• [Exercise aim]:
Turn the lines below, from the line with "For practice, label the bare" up to and including the line with "For practice, label the leaf", into a JSON list of strings with one string per line. Leave out any blank lines.

** Begin Exercise data **

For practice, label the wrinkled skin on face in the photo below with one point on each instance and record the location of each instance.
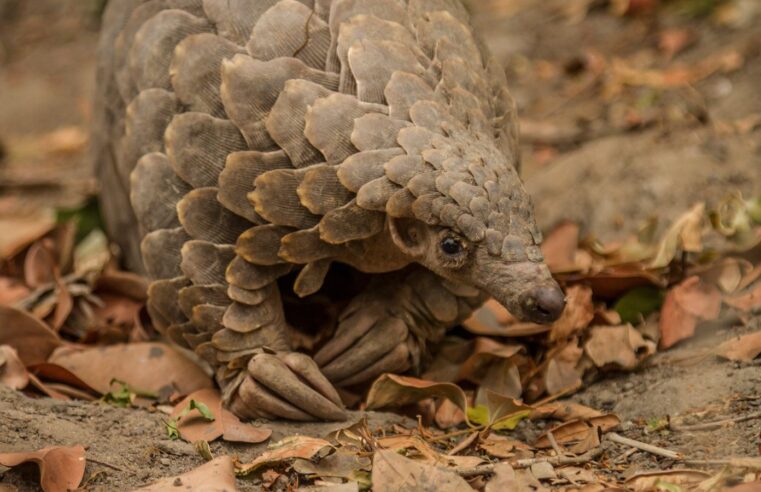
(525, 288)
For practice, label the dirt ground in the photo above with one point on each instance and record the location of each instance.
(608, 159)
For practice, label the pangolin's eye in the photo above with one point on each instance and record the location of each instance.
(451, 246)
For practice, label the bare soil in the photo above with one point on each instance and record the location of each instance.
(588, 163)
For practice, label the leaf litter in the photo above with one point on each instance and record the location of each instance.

** End Exercise data **
** Begin Exercise data **

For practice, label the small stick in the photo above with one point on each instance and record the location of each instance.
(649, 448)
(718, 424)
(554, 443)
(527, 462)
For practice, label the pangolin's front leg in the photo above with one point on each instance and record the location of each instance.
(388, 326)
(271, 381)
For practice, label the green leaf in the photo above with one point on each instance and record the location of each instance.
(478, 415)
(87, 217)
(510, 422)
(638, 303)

** End Exercise data **

• [Answer below]:
[
  "For practice, label the bare soil in the photo above with one point on each instance and record the location of each instance.",
  "(588, 163)",
  "For practice, label the leaf litter in the photo above with one point on each instance and record the location of each instance."
]